Input material:
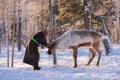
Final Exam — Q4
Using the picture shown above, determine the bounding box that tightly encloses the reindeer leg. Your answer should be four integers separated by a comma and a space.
96, 49, 102, 66
53, 52, 57, 65
72, 47, 78, 68
86, 48, 96, 66
93, 42, 102, 66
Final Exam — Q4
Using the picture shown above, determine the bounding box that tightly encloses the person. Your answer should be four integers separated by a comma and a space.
23, 30, 48, 70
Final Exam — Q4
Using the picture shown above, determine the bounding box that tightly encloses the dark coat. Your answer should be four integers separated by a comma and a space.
23, 31, 47, 66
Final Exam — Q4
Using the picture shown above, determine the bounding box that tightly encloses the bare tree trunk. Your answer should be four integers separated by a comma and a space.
11, 0, 16, 67
84, 0, 90, 29
102, 20, 111, 55
18, 17, 22, 51
17, 0, 22, 51
11, 38, 16, 67
49, 0, 53, 42
6, 28, 9, 67
0, 25, 2, 53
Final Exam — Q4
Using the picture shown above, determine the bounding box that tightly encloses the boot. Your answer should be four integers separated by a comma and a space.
34, 66, 41, 70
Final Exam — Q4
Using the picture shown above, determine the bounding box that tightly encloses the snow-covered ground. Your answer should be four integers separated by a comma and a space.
0, 44, 120, 80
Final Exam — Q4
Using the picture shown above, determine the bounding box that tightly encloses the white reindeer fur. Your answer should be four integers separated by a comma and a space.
56, 30, 102, 50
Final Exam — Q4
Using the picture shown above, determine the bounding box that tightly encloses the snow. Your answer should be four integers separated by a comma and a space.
0, 44, 120, 80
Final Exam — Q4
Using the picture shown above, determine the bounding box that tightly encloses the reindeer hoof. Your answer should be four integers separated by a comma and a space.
96, 64, 99, 67
73, 65, 77, 68
85, 64, 89, 66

Problem details: Please identify each line of the material above that contains the word "snow", and copy those lines in full.

Correct response:
Using the picture shown above, determine the bounding box that tightly encloses the snow-covered ground. Your answer should be four integers separated by a comma and a space.
Using the picture shown above, determine the bounding box that tightly encloses the snow. Your answer should be four integers separated by a comma and a space.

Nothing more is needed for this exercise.